> **GIVEN REQUEST**
Format the material below as a JSON list of strings, one string per line, and omit any blank lines.

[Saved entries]
────────────────
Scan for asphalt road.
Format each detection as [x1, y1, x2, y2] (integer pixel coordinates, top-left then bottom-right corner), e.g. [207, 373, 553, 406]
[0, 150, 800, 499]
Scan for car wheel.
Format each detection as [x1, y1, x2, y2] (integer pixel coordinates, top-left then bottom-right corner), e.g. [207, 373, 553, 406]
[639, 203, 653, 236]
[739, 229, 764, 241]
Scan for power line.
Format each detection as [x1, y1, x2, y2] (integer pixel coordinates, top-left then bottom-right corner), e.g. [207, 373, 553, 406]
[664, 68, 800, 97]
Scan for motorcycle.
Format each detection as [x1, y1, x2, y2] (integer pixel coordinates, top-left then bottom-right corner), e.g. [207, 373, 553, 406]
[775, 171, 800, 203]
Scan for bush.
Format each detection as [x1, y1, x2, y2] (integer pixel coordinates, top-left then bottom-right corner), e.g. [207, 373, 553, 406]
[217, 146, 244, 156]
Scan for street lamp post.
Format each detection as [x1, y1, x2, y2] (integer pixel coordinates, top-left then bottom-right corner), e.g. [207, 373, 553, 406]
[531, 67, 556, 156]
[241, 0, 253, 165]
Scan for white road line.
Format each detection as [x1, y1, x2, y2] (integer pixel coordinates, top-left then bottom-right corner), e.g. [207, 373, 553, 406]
────────────────
> **SOLUTION TO THIS PROBLEM**
[
  "Scan for asphalt road.",
  "Format each detection as [x1, y1, x2, y2] (integer pixel coordinates, top-left then bottom-right corner), e.g. [207, 373, 553, 406]",
  "[0, 150, 800, 499]",
  "Scan for car wheel.",
  "Format each detection as [x1, y1, x2, y2] (integer pixel coordinates, top-left then bottom-right corner), e.g. [207, 373, 553, 406]",
  "[639, 203, 653, 236]",
  "[739, 229, 764, 241]",
  "Scan for power line.",
  "Format each detection as [x1, y1, x2, y2] (integer pixel coordinates, top-left then bottom-right corner), e.g. [207, 373, 553, 406]",
  "[664, 68, 800, 97]",
  "Scan for motorcycle.",
  "Format each detection as [x1, y1, x2, y2] (integer pixel coordinates, top-left then bottom-right corner), e.g. [207, 373, 553, 406]",
  "[775, 171, 800, 203]",
  "Scan for bush.",
  "Format each detection as [x1, y1, x2, y2] (integer pixel coordinates, top-left then bottom-right corner), e.g. [207, 373, 553, 406]",
  "[217, 146, 244, 156]",
  "Scan for street lamp post.",
  "Format each detection as [x1, y1, x2, y2] (integer pixel coordinates, top-left then bottom-right corner), e.g. [207, 373, 553, 406]",
  "[531, 67, 556, 156]",
  "[241, 0, 253, 165]",
  "Scan for white road line.",
  "Format each detection as [x1, y1, x2, y2] (integer pixel coordinates, top-left then bottom-right corner), e.g. [207, 373, 553, 406]"
]